# TEXTO DE ORIGEM

----------------------------------------

Berthe Froppo aborda o ponto crucial do desvirtuamento doutrinário ocorrido no movimento espírita francês pós-Kardec, comprometendo a continuação das obras do Codificador da Doutrina. Nessa obra histórica fica evidenciado que “com o aval de Amélie Boudet, Gabriel Delanne e Berthe Froppo se lançaram numa investida para reavivar os planos de continuação das obras de Kardec, que nas mãos de Leymarie haviam sido deturpados, por influência de ideologias outras, como o roustanguismo e – ainda mais fortemente – a mística doutrina da Teosofia de Madame Blavatsky e do Coronel Olcott [2]”.

Portanto, há indícios que despertam suspeitas sobre eventuais alterações promovidas por Leymarie em itens de “A Gênese”.

Isso posto, citaremos apenas um item da citada obra em algumas traduções para o português.

A tradicional edição de “A Gênese”, traduzida por Guillon Ribeiro (FEB) a partir da 5ª edição francesa de 1872, não traz nenhuma informação adicional. (9) A edição do Instituto de Difusão Espírita (IDE), traduzida por Salvador Gentile, utiliza a mesma edição francesa adotada por Guillon Ribeiro [10].

Na edição da FEB, traduzida pelo Evandro Noleto Bezerra, também a partir da 5ª edição francesa de 1872, o tradutor introduz uma nota de rodapé no item 67 do capítulo XV, anotando que há uma diferença com relação à edição de 1868, com Kardec ainda encarnado. Justifica que “ao revisar a obra com vistas à 4ª edição, Allan Kardec houve por bem suprimir o item 67 que constava nas edições anteriores”. Nessa nota de rodapé, de número 124, o tradutor Bezerra transcreve o item suprimido em outras versões “pelo seu inestimável valor histórico, o item 67 das três primeiras de edições de “A Gênese” [11]”.

Na edição do Centro Espírita Léon Denis, a tradutora Albertina Escudeiro Sêco, se baseia numa 4ª edição francesa, de 1868, e introduz o item 67 original, a saber [12]:
“67. A que se reduziu o corpo carnal? Este é um problema cuja solução não se pode deduzir, até nova ordem, exceto por hipóteses, pela falta de elementos suficientes para firmar uma convicção. Essa solução, aliás, é de uma importância secundária e não acrescentaria nada aos méritos do Cristo, nem aos fatos que atestam, de uma maneira bem peremptória, sua superioridade e sua missão divina. Não pode, pois, haver mais que opiniões pessoais sobre a forma como esse desaparecimento se realizou, opiniões que só teriam valor se fossem sancionadas por uma lógica rigorosa, e pelo ensino geral dos Espíritos; ora, até o presente, nenhuma das que foram formuladas recebeu a sanção desse duplo controle. Se os Espíritos ainda não resolveram a questão pela unanimidade dos seus ensinamentos, é porque certamente ainda não chegou o momento de fazê-lo, ou porque ainda faltam conhecimentos com a ajuda dos quais se poderá resolvê-la pessoalmente. Entretanto, se a hipótese de um roubo clandestino for afastada, poder-se-ia encontrar, por analogia, uma explicação provável na teoria do duplo fenômeno dos transportes e da invisibilidade (“O livro dos Médiuns”, caps. IV e V.)”

----------------------------------------

# DADOS REGISTRADOS
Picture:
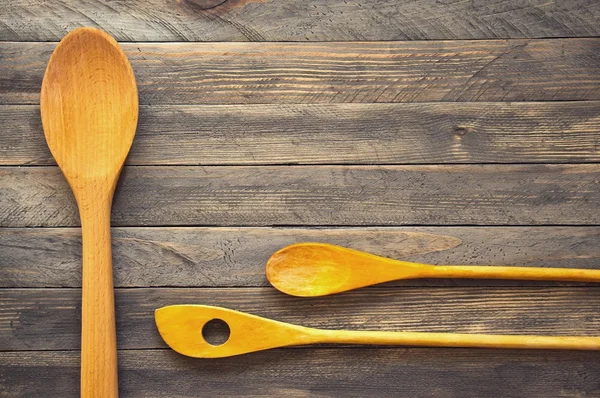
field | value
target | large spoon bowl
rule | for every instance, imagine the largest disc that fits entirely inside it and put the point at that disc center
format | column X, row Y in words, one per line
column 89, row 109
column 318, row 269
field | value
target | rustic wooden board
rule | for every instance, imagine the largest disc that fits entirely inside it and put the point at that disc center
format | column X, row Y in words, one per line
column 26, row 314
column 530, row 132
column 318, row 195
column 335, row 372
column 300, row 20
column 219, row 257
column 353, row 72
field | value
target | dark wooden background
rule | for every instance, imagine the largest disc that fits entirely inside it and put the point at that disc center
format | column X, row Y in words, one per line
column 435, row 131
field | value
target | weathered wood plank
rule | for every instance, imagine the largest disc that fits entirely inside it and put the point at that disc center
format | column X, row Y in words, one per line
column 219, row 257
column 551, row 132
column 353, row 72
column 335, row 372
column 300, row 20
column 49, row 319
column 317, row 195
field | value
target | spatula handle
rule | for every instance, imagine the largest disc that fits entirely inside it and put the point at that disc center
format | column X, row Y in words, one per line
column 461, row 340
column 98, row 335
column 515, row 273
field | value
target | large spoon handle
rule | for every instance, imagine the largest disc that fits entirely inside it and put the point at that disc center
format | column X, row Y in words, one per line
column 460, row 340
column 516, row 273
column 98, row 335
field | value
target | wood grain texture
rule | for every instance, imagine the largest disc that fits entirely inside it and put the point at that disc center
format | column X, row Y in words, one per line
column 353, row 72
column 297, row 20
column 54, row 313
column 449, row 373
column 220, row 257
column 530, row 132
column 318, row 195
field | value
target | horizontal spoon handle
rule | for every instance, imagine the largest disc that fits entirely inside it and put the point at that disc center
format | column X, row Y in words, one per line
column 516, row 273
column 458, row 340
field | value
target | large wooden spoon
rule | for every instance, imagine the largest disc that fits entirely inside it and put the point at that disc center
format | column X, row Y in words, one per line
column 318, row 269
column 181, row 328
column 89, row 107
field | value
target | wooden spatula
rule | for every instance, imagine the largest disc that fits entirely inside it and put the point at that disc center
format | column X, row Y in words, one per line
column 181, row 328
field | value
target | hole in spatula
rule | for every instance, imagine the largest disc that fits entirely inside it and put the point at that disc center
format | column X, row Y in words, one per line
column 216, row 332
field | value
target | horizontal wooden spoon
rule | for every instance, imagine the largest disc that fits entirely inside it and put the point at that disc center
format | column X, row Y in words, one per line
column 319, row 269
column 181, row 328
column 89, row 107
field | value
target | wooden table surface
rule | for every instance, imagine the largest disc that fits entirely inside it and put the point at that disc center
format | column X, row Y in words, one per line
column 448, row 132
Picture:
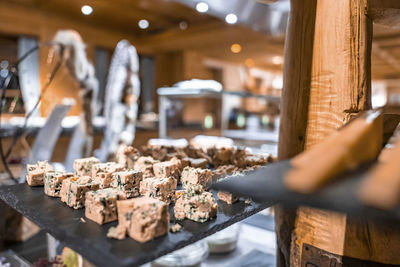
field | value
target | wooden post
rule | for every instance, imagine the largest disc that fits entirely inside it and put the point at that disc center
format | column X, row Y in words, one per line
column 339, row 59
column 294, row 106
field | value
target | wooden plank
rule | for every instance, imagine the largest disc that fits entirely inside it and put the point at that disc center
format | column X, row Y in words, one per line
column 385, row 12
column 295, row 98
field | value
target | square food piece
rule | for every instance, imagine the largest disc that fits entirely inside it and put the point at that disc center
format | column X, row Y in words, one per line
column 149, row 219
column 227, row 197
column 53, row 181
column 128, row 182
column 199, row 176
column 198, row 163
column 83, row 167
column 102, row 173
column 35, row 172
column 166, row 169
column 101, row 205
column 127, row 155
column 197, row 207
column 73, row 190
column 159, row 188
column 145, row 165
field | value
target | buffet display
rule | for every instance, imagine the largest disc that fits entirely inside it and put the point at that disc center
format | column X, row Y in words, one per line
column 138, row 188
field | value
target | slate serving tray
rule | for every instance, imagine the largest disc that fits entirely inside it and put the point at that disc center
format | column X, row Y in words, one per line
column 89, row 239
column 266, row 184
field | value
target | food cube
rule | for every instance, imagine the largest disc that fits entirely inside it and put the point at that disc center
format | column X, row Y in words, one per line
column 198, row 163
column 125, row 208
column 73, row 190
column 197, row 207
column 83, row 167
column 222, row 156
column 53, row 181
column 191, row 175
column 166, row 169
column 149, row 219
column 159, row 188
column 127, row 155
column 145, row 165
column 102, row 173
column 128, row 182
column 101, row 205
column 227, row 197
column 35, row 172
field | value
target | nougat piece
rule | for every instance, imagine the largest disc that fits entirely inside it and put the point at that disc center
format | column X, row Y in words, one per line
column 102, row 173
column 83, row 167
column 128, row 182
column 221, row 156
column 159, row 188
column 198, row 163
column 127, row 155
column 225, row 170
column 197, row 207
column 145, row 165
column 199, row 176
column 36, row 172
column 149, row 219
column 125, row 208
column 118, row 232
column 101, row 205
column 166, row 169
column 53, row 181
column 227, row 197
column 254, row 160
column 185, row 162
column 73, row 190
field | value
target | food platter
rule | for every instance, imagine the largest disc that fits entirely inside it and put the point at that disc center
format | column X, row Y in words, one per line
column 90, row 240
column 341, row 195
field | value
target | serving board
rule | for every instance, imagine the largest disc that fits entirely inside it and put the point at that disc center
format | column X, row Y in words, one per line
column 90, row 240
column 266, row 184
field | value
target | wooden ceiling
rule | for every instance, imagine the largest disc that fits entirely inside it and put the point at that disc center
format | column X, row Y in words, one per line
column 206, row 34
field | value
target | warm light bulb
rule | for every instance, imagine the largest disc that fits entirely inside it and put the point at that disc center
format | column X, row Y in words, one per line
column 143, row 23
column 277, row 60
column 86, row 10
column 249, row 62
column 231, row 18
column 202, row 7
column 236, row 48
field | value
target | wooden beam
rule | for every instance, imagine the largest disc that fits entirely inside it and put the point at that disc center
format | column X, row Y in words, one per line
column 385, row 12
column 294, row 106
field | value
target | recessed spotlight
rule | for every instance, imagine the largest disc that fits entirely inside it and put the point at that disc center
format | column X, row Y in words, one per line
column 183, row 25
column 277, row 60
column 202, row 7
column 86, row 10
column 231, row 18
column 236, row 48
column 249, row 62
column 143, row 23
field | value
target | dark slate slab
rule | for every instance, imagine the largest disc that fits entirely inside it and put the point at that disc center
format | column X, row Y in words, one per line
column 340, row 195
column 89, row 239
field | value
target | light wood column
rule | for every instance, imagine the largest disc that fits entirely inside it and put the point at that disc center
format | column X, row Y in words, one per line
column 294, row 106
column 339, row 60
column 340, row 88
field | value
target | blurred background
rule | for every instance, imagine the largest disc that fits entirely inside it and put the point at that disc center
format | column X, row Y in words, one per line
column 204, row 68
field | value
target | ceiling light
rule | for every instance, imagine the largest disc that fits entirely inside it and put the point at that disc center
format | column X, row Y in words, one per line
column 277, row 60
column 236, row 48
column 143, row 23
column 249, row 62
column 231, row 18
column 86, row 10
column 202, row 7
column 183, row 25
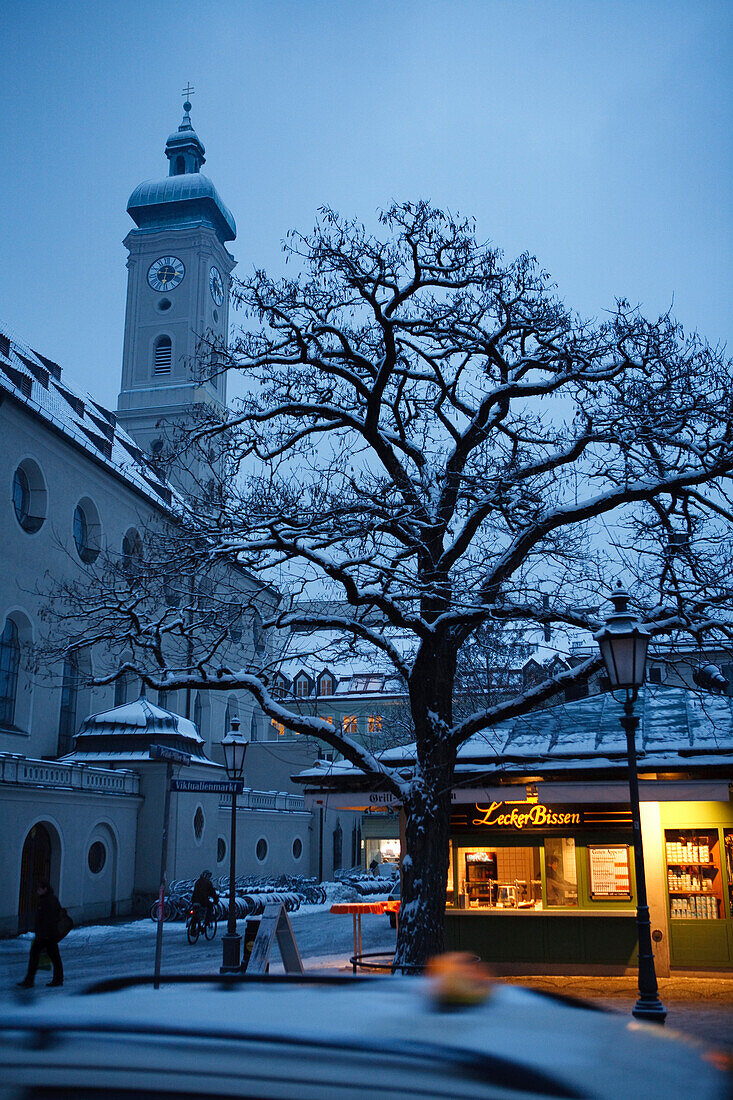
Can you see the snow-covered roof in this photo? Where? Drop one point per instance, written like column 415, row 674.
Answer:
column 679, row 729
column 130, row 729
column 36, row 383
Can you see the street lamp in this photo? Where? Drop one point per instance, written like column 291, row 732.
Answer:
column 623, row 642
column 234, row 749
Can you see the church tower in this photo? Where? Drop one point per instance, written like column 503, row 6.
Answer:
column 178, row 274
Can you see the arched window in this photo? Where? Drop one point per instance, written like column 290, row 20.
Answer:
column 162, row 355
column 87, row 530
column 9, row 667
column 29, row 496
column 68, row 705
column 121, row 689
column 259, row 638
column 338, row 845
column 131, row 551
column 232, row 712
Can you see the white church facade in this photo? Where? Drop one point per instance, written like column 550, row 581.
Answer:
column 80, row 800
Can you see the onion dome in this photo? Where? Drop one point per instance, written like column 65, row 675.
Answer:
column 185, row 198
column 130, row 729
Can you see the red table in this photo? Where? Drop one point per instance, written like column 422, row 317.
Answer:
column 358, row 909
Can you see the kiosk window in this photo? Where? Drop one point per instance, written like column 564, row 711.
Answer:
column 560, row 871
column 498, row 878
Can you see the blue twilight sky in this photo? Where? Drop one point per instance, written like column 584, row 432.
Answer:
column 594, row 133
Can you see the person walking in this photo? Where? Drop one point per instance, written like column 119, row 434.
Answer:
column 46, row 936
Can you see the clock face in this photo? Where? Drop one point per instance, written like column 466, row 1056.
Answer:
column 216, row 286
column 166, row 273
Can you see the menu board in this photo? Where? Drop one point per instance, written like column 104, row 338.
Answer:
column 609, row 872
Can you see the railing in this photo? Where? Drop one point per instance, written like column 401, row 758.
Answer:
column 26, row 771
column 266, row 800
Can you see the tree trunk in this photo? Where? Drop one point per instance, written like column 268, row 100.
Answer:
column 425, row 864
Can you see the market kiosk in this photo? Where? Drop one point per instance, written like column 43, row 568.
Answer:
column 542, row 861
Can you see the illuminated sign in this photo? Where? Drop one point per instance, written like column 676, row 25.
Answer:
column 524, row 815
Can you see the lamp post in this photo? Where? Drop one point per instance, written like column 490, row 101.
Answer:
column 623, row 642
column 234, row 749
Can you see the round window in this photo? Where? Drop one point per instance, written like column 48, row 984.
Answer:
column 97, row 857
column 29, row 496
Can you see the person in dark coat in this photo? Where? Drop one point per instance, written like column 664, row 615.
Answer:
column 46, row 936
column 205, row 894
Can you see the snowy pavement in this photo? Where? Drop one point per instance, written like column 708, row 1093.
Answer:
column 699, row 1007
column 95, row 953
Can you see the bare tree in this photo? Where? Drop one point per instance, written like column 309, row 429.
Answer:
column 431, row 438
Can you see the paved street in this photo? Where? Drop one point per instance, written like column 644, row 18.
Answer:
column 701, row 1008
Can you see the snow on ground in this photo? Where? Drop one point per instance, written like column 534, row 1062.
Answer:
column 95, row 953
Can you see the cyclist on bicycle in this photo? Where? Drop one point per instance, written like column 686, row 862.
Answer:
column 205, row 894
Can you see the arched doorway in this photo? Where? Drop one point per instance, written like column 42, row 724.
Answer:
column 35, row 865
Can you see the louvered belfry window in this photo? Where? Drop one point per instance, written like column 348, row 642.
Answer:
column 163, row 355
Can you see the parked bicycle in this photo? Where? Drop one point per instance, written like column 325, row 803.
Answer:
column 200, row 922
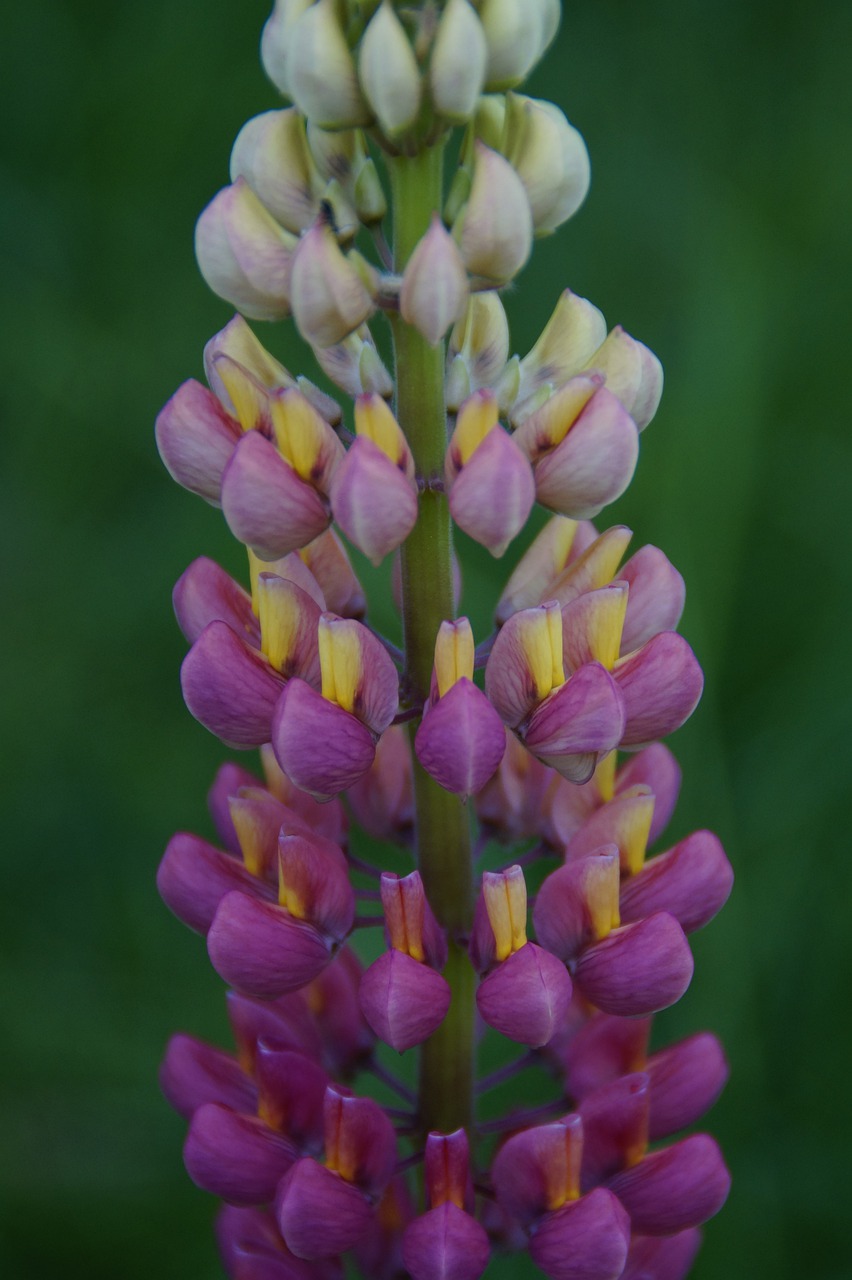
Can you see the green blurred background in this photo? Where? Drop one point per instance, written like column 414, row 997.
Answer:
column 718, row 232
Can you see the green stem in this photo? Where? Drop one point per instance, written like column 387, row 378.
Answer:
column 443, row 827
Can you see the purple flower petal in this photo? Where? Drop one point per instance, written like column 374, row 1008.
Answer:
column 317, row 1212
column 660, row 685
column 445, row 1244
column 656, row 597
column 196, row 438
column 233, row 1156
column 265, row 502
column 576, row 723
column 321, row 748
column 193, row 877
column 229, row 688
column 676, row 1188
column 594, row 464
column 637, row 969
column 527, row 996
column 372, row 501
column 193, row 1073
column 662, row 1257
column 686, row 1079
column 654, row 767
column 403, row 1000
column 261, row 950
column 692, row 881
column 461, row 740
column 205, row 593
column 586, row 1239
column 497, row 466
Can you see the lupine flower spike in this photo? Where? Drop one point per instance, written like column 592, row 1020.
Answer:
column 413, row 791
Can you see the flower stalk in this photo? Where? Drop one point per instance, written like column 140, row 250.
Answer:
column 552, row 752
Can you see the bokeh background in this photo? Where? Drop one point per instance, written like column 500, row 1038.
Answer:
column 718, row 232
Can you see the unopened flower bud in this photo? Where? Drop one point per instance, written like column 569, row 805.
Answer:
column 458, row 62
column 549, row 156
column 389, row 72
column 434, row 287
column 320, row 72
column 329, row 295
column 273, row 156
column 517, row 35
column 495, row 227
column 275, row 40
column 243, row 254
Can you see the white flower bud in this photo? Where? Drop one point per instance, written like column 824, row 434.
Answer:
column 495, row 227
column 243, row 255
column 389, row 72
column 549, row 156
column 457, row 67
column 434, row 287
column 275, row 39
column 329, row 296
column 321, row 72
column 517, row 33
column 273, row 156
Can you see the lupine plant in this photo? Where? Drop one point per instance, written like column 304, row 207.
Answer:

----------------------------------------

# TAREFA DADA 1
Liste todos os tradutores de "A Gênese" para o português citados no texto de origem.
# TAREFA DADA 2
Diga se cada afirmação combina com o texto de origem, respondendo sim ou não e citando as palavras do texto que decidem: (a) A edição do IDE usa a mesma edição francesa que Guillon Ribeiro usou. (b) A nota de rodapé de Bezerra sobre o item suprimido tem o número 67. (c) Gabriel Delanne e Berthe Froppo agiram com o aval de Amélie Boudet.
# TAREFA DADA 3
Reescreva o trecho do texto de origem que vai de "Portanto, há indícios" até "para o português.", trocando "traduções" por "versões".

# RESPOSTA CORRETA 1
Guillon Ribeiro, Salvador Gentile, Evandro Noleto Bezerra e Albertina Escudeiro Sêco.

# RESPOSTA CORRETA 2
(a) Sim: "utiliza a mesma edição francesa adotada por Guillon Ribeiro".
(b) Não: "Nessa nota de rodapé, de número 124".
(c) Sim: "com o aval de Amélie Boudet, Gabriel Delanne e Berthe Froppo se lançaram numa investida".

# RESPOSTA CORRETA 3
Portanto, há indícios que despertam suspeitas sobre eventuais alterações promovidas por Leymarie em itens de “A Gênese”.

Isso posto, citaremos apenas um item da citada obra em algumas versões para o português.